▸ **PROBLEM**
Return each line of the material below that contains the word "suit", copied in full. Matching is case-sensitive.
● ● ● ●
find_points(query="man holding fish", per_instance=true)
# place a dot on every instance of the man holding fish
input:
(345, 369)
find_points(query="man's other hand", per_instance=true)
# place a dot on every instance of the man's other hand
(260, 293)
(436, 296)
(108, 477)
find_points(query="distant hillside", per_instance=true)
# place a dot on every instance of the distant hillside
● ● ● ●
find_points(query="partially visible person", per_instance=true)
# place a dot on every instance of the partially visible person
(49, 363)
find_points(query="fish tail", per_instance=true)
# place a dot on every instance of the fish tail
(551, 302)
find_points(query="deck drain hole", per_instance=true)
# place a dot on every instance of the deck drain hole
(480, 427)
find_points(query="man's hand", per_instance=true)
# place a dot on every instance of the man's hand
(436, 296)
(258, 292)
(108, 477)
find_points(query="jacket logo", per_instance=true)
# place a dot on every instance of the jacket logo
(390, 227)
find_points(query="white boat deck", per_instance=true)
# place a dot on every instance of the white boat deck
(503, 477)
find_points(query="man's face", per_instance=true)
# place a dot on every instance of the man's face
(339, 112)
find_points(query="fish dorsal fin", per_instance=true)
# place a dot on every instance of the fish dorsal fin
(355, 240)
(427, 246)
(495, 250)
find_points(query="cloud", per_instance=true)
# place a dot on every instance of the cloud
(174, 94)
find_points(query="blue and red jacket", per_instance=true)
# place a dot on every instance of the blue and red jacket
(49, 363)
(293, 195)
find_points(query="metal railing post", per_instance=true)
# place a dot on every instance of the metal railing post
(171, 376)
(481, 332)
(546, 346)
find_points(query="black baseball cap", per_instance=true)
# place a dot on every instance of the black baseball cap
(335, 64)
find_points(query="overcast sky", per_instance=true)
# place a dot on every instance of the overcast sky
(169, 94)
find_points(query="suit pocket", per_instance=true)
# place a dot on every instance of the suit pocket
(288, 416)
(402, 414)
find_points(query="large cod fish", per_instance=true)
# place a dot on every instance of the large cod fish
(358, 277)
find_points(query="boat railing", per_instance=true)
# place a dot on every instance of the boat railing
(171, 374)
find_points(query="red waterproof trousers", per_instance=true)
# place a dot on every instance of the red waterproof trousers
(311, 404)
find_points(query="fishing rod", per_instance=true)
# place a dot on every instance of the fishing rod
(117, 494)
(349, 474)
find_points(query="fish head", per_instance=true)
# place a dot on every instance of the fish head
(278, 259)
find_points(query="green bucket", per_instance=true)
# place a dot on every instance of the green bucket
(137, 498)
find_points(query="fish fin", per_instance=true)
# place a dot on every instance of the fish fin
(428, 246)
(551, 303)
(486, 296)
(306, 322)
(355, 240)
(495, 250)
● ● ● ●
▸ **TASK ANSWER**
find_points(query="suit pocket", per_instance=true)
# place a dot on every instance of the suit pocket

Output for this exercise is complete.